Document segment:
%%

On 06/18/2017 04:39 AM, Lawrence Brakmo wrote:
On 6/16/17, 6:58 AM, "Daniel Borkmann" <dan...@iogearbox.net> wrote:
[...]
> /* Change congestion control for socket */
> -int tcp_set_congestion_control(struct sock *sk, const char *name)
> +int tcp_set_congestion_control(struct sock *sk, const char *name, bool
load)
> {
> struct inet_connection_sock *icsk = inet_csk(sk);
> const struct tcp_congestion_ops *ca;
> @@ -344,7 +344,10 @@ int tcp_set_congestion_control(struct sock *sk,
const char *name)
> return -EPERM;
>
> rcu_read_lock();
> - ca = __tcp_ca_find_autoload(name);
> + if (!load)
> + ca = tcp_ca_find(name);
> + else
> + ca = __tcp_ca_find_autoload(name);
From BPF program side, we call with !load since we're not allowed
to sleep under RCU, that's correct ...

%%

Data block:
%%

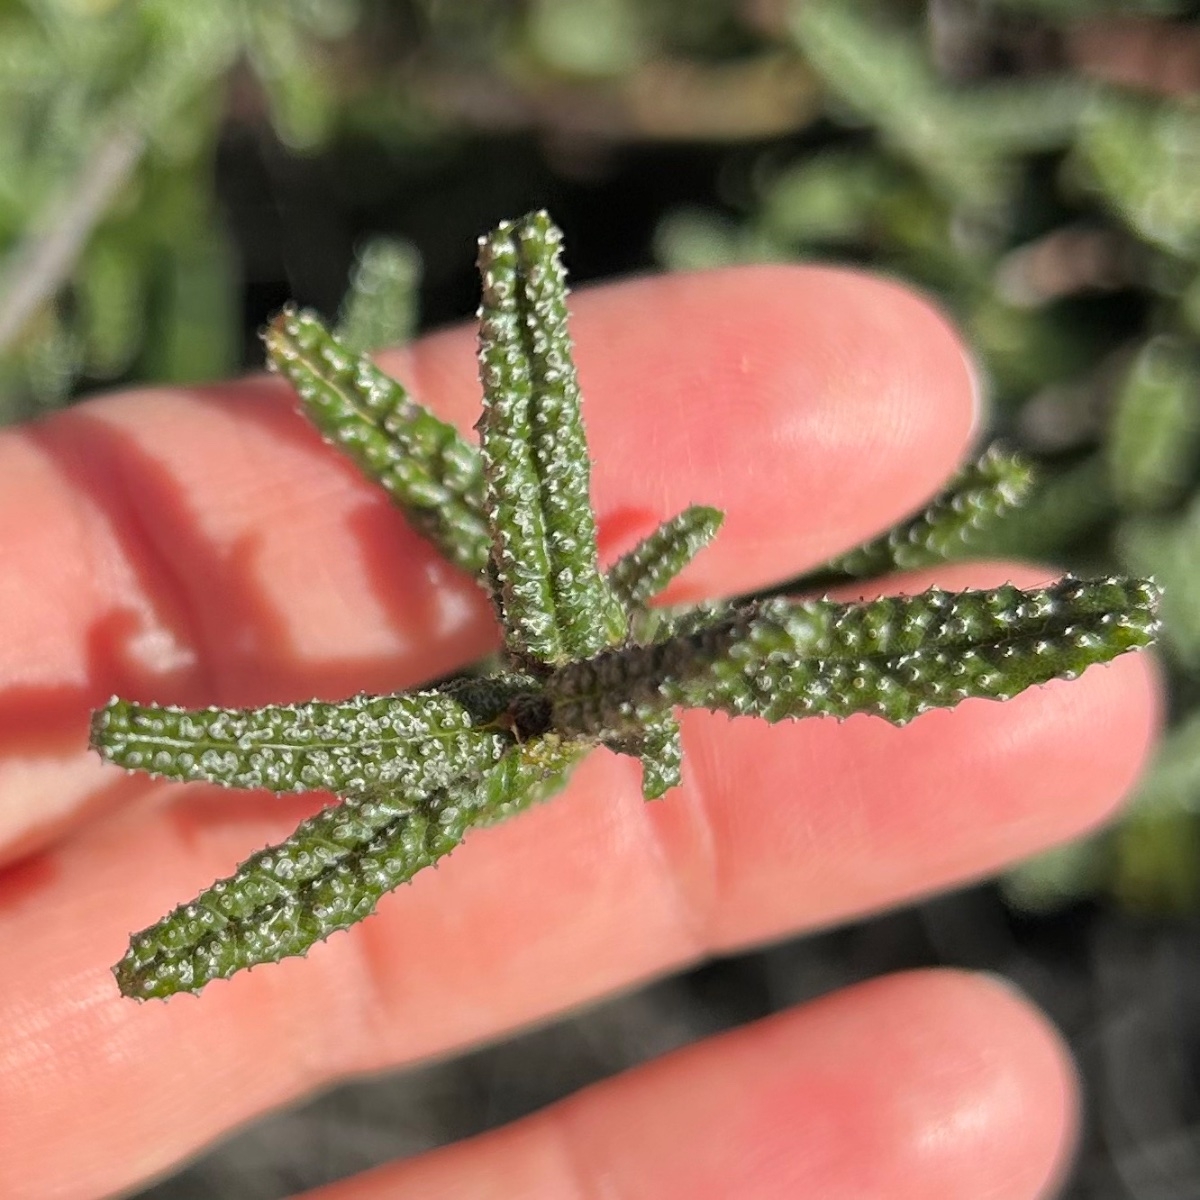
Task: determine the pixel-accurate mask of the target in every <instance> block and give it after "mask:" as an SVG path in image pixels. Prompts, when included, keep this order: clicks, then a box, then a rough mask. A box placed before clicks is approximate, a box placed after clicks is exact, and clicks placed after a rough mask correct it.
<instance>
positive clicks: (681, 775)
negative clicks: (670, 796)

%%

Task item: Resume the mailing-list discussion of the TCP congestion control patch, starting immediately after its final sentence.

Answer to the exercise:
> /* No change asking for existing value */
> if (ca == icsk->icsk_ca_ops) {
> icsk->icsk_ca_setsockopt = 1;
> @@ -352,8 +355,10 @@ int tcp_set_congestion_control(struct sock *sk,
const char *name)
> }
> if (!ca)
> err = -ENOENT;
> + else if (!load)
> + icsk->icsk_ca_ops = ca;
... but don't we also need to hold a module ref in this case as done
below?
Meaning, tcp_ca_find() could return a ca that was previously loaded
to the tcp_cong_list as module, then resulting in ref count imbalance
when set from BPF?
As I mentioned above, this can be called before congestion has been
initialized (op <= BPF_SOCKET_OPS_NEEDS_ECN) in which case
tcp_init_congestion_control will be called later. If op > ..OPS_NEEDS_ECN
then bpf_setsockopt() will call the reinit_congestion_control().
But this points to an issue where someone else could call
tcp_set_congestion_control() with load == false not knowing they
need to call either init or reinit. I will add a comment to the function
to make it clear.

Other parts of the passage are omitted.